::: SELECTED EXCERPT

Google API to Amazon S3¶
Use the GoogleApiToS3Operator
transfer to make requests to any Google API which supports discovery and save
its response in an Amazon S3 file.
Prerequisite Tasks¶
To use these operators, you must do a few things:
Create necessary resources using AWS Console or AWS CLI.
Install API libraries via pip.
pip install 'apache-airflow[amazon]'Detailed information is available Installation of Airflow®
Operators¶
Google Sheets to Amazon S3 transfer operator¶
This example loads data from Google Sheets and save it to an Amazon S3 file.
tests/system/amazon/aws/example_google_api_sheets_to_s3.py
task_google_sheets_values_to_s3 = GoogleApiToS3Operator(
task_id="google_sheet_data_to_s3",
google_api_service_name="sheets",
google_api_service_version="v4",
google_api_endpoint_path="sheets.spreadsheets.values.get",
google_api_endpoint_params={"spreadsheetId": GOOGLE_SHEET_ID, "range": GOOGLE_SHEET_RANGE},
s3_destination_key=f"s3://{s3_bucket}/{s3_key}",
)
You can find more information about the Google API endpoint used here.
Google Youtube to Amazon S3¶
This is a more advanced example dag for using GoogleApiToS3Operator
which uses xcom to pass data between
tasks to retrieve specific information about YouTube videos.

::::::

WHAT IS ASKED:
**a)** In the Google API to Amazon S3 page, reproduce everything from "pip install 'apache-airflow[amazon]'Detailed" down to "endpoint used here.", renaming "google_sheet_data_to_s3" to "sheet_values_to_s3".
**b)** From the Google API to Amazon S3 page, list every keyword argument name passed to GoogleApiToS3Operator in the Google Sheets code sample.
**c)** Answer these from the Google API to Amazon S3 page:
(i) What pip command installs the API libraries?
(ii) What service version does the Google Sheets sample specify?
(iii) What does the YouTube sample use to pass data between tasks?
You won't need the entries to complete any of this.

::: DATA SECTION

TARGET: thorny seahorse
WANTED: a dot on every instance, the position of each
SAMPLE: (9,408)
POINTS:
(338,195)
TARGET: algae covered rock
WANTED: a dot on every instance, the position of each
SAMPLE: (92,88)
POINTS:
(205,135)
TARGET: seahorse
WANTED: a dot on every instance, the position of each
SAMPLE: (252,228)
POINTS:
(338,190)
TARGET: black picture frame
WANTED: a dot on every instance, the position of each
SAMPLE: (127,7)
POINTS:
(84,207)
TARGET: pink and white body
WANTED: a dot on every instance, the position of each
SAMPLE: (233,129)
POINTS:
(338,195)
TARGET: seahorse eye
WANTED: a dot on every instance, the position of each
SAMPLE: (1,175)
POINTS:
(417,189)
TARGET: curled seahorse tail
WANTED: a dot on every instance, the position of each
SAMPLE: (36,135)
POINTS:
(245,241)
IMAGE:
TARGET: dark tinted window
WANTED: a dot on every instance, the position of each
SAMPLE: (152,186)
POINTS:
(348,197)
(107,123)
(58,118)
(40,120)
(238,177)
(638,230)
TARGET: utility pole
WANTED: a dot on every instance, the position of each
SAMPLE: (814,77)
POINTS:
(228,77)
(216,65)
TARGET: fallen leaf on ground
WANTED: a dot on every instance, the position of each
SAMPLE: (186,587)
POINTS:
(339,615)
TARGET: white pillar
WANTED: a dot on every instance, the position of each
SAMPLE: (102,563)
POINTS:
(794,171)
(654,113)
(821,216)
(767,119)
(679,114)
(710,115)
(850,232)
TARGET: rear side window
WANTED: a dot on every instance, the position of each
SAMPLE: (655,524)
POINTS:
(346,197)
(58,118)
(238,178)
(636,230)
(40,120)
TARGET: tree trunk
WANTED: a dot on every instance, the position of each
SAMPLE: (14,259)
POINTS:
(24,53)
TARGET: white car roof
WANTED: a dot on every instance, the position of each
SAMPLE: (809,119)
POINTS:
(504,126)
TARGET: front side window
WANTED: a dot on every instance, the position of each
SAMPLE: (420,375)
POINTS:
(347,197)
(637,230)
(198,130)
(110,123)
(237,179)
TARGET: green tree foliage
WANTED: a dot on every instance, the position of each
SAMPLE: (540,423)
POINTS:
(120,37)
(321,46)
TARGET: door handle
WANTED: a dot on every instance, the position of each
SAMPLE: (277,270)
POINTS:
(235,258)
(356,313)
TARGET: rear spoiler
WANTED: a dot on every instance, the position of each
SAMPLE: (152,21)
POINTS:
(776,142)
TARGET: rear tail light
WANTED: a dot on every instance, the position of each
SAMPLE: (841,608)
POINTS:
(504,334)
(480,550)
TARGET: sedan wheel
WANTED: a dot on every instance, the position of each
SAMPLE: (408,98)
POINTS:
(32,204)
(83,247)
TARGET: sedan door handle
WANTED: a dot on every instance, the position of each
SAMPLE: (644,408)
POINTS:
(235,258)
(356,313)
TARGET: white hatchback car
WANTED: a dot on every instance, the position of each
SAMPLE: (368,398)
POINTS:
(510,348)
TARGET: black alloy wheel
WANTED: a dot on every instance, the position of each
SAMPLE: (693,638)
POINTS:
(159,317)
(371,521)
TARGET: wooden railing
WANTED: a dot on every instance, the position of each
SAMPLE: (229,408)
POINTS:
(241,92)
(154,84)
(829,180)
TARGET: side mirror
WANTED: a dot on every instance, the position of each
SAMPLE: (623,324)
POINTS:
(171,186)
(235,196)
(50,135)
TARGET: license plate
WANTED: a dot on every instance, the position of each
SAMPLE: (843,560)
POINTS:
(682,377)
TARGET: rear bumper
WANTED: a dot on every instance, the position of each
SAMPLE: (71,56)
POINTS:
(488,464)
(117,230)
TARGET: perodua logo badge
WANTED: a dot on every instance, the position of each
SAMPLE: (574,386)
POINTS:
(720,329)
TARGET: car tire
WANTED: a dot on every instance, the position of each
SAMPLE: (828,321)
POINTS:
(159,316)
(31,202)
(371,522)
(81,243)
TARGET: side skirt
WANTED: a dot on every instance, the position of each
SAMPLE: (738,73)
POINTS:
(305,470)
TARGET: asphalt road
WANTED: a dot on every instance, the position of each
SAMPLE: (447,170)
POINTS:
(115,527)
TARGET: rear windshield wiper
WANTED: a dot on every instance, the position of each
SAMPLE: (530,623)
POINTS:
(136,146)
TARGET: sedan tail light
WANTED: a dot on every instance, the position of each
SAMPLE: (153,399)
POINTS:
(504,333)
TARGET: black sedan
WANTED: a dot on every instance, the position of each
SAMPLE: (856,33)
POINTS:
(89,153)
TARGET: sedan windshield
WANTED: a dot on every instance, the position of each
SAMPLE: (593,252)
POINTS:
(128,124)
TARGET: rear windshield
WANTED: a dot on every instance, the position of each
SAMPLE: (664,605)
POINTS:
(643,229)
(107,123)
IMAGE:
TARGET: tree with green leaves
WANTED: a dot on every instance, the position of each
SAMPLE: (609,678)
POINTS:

::::::

ANSWERS TO EACH TASK:
**a)**
pip install 'apache-airflow[amazon]'Detailed information is available Installation of Airflow®
Operators¶
Google Sheets to Amazon S3 transfer operator¶
This example loads data from Google Sheets and save it to an Amazon S3 file.
tests/system/amazon/aws/example_google_api_sheets_to_s3.py
task_google_sheets_values_to_s3 = GoogleApiToS3Operator(
task_id="sheet_values_to_s3",
google_api_service_name="sheets",
google_api_service_version="v4",
google_api_endpoint_path="sheets.spreadsheets.values.get",
google_api_endpoint_params={"spreadsheetId": GOOGLE_SHEET_ID, "range": GOOGLE_SHEET_RANGE},
s3_destination_key=f"s3://{s3_bucket}/{s3_key}",
)
You can find more information about the Google API endpoint used here.

**b)**
task_id
google_api_service_name
google_api_service_version
google_api_endpoint_path
google_api_endpoint_params
s3_destination_key

**c)**
(i) pip install 'apache-airflow[amazon]'
(ii) v4
(iii) xcom